**Task objective**
From the employment agreement, extract the passage starting at "B. Employer and" and ending at "January 1, 2004.", copied word for word.

**Page extract**
AMENDED AND RESTATED EMPLOYMENT AGREEMENT
Exhibit 10.13
AMENDED AND RESTATED
THIS AMENDED AND RESTATED AGREEMENT made and entered into by and between XXXXX COMPANY, a California corporation, hereinafter called "Xxxxx" or the "Employer," and XXXXX X. XXXXX, hereinafter called the "Employee."
RECITALS
A. Employer and Employee have previously entered into an Employment Agreement dated August 31, 1988 (the "1988 Agreement") with respect to Employee's employment with Resin Technology, a division of Employer (the "Division").
B. Employer and Employee now agree to amend, modify and restate in its entirety in the 1988 Agreement to reflect, among other things, Employee's appointment as President of the Division.
TERMS AND CONDITIONS
NOW, THEREFORE, the parties hereto agree as follows:
1. Employment: The Employer hereby employs the Employee, and the Employee hereby accepts employment upon the terms and conditions hereinafter set forth.
2. Term. The term of the Agreement shall terminate January 1, 2004.
3. Compensation. For all services rendered by the Employee under this Agreement, the Employee shall accept an annual base compensation for each fiscal year, payable in accordance with Employer's salary payment policies, at an annual rate of $209,880.00 for the period from the date hereof through December 31, 1994, such amount to be increased as of January 1, 1995, and annually thereafter by a percentage amount equal to the average of (i) any percentage increases in the Consumer Price Index for all Urban Consumers, Los Angeles-Long Beach-Anaheim during the preceding year and (ii) any percentage increase in base compensation as a result of Employee's performance during the preceeding year, if any, as determined in the sole discretion of the President of Xxxxx and the Board of Directors. All reviews of Employee's performance shall be held at least annually within 10 days of January 1 of each year, commencing January, 1995.
In addition, the Employee shall be paid bonus compensation in the amount equal to 2-1/2% of net operating profits of the Division, up to a maximum of $100,000 per annum, calculated in accordance with generally accepted accounting principles (and as calculated in accordance with the 1988 Agreement) before any reduction for federal corporate income
taxes and state income taxes, non-cash reserves and depreciation/amortization of plant and equipment and expenses and expenses attributable to other divisions of the Employer. Net operating profits shall include any product rebates attributable to this Division. The 2-1/2% of net operating profits of the Division as defined above shall be paid annually after a determination of said amount at the end of each fiscal year. This bonus amount shall be paid within 30 days after the close of the fiscal year.
The Employee shall also be paid an additional annual bonus based on Return on Capital Employed ("ROCE") during the preceding fiscal year, as calculated in accordance with Exhibit A, up to a maximum of 15% of Employee's base compensation for such year. The parameters of such bonus shall be subject to change annually in the sole discretion of the President of Xxxxx and the Board of Directors. This bonus amount, if any, shall be paid during the first thirty days after the close of the fiscal year.

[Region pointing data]
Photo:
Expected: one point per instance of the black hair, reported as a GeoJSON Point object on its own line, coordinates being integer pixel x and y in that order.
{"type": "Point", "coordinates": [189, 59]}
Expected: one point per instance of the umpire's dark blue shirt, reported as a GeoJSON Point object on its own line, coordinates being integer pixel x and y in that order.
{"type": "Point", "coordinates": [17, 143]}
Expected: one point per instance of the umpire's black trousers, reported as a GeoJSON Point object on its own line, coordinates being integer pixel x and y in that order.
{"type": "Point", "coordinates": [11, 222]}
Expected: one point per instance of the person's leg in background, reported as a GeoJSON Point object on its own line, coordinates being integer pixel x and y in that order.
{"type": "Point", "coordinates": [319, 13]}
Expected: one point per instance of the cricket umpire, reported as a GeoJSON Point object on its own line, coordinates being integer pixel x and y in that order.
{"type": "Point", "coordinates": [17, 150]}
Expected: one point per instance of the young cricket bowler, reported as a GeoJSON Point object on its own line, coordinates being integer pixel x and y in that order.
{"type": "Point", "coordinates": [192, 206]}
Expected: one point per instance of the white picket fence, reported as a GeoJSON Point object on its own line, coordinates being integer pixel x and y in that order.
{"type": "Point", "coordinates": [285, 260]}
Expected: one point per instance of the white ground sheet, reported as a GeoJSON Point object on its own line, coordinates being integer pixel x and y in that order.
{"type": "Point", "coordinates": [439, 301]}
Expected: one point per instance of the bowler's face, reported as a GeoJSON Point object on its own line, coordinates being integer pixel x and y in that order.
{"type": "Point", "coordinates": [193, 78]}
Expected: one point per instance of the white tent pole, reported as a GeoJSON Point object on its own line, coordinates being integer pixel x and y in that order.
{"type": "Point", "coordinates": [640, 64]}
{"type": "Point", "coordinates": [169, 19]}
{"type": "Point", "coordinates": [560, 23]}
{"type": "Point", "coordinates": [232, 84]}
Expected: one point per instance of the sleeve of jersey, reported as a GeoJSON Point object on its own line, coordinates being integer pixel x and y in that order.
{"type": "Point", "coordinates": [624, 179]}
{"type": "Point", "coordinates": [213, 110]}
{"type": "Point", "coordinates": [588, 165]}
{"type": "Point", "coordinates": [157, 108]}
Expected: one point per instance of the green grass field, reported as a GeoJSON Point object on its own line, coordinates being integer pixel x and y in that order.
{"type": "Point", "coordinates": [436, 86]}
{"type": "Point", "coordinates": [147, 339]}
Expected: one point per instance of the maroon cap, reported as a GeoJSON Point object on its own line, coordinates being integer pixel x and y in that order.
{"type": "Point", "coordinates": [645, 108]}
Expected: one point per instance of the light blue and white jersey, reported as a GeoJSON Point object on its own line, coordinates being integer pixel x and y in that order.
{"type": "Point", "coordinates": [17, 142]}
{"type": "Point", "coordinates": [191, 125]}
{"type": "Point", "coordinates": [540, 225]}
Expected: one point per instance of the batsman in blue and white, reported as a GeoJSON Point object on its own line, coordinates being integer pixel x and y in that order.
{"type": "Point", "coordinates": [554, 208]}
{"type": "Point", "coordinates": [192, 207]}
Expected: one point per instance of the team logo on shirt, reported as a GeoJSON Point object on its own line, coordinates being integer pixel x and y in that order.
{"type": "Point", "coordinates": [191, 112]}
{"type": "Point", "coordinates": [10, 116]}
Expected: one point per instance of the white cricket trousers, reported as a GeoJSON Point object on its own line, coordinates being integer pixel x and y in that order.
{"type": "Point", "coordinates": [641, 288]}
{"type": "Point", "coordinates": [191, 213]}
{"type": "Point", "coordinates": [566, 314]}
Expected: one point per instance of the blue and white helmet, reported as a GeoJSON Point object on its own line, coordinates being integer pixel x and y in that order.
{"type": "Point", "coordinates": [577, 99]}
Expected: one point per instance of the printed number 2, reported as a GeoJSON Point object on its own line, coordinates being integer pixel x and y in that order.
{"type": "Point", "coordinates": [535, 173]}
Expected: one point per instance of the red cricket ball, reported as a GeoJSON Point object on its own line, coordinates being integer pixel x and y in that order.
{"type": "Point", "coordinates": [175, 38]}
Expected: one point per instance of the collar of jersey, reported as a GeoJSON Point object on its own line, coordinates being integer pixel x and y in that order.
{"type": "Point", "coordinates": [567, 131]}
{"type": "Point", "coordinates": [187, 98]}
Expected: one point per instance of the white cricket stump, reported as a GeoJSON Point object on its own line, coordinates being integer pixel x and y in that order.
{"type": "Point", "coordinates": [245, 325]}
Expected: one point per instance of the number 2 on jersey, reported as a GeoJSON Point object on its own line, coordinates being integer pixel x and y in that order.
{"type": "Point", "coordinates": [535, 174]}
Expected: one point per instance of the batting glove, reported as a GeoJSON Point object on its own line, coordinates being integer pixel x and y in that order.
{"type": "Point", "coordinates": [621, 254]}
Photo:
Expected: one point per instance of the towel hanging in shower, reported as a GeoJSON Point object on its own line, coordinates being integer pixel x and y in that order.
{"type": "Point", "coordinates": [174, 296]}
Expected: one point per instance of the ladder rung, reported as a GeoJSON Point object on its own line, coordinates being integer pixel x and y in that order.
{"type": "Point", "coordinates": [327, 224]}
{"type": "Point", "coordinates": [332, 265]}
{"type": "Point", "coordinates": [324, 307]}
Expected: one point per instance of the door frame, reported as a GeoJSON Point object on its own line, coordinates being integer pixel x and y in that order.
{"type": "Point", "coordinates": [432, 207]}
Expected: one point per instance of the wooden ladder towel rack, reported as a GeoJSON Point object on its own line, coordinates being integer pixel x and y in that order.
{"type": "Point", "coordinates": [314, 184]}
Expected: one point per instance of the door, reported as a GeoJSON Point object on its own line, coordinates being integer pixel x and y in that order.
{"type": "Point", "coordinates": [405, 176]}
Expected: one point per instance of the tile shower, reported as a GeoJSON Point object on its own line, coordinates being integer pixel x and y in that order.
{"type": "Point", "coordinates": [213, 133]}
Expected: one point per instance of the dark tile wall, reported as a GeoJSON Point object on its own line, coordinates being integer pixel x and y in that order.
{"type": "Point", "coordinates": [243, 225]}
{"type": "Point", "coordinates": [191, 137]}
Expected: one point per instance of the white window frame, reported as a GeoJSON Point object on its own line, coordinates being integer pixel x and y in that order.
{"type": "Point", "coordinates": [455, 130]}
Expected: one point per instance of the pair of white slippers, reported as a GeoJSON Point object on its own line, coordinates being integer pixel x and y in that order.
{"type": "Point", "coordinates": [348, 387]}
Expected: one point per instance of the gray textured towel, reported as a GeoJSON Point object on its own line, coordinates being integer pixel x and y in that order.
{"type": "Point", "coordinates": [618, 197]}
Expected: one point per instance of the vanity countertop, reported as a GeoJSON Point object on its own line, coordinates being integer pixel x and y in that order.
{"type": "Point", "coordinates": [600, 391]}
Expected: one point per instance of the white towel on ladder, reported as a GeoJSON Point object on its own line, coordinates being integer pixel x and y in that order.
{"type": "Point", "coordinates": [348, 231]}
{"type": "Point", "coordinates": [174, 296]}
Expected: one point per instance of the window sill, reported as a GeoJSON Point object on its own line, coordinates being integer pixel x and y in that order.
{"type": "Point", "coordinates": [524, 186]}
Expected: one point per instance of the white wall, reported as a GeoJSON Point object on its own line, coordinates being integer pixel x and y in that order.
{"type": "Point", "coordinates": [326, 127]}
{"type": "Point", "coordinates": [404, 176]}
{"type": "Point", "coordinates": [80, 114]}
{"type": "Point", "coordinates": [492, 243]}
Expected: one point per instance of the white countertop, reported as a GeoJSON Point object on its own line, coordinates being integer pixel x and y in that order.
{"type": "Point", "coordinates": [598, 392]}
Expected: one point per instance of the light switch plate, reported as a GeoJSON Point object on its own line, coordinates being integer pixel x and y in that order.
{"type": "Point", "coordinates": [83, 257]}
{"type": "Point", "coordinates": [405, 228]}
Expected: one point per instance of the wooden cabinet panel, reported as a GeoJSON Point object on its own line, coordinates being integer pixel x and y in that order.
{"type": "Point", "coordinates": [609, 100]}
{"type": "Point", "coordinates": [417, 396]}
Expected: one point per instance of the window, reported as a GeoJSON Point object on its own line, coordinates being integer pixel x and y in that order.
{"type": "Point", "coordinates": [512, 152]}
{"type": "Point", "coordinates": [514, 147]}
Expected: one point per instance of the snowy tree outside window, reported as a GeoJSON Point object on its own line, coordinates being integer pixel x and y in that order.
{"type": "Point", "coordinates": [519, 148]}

**Answer for the task**
B. Employer and Employee now agree to amend, modify and restate in its entirety in the 1988 Agreement to reflect, among other things, Employee's appointment as President of the Division.
TERMS AND CONDITIONS
NOW, THEREFORE, the parties hereto agree as follows:
1. Employment: The Employer hereby employs the Employee, and the Employee hereby accepts employment upon the terms and conditions hereinafter set forth.
2. Term. The term of the Agreement shall terminate January 1, 2004.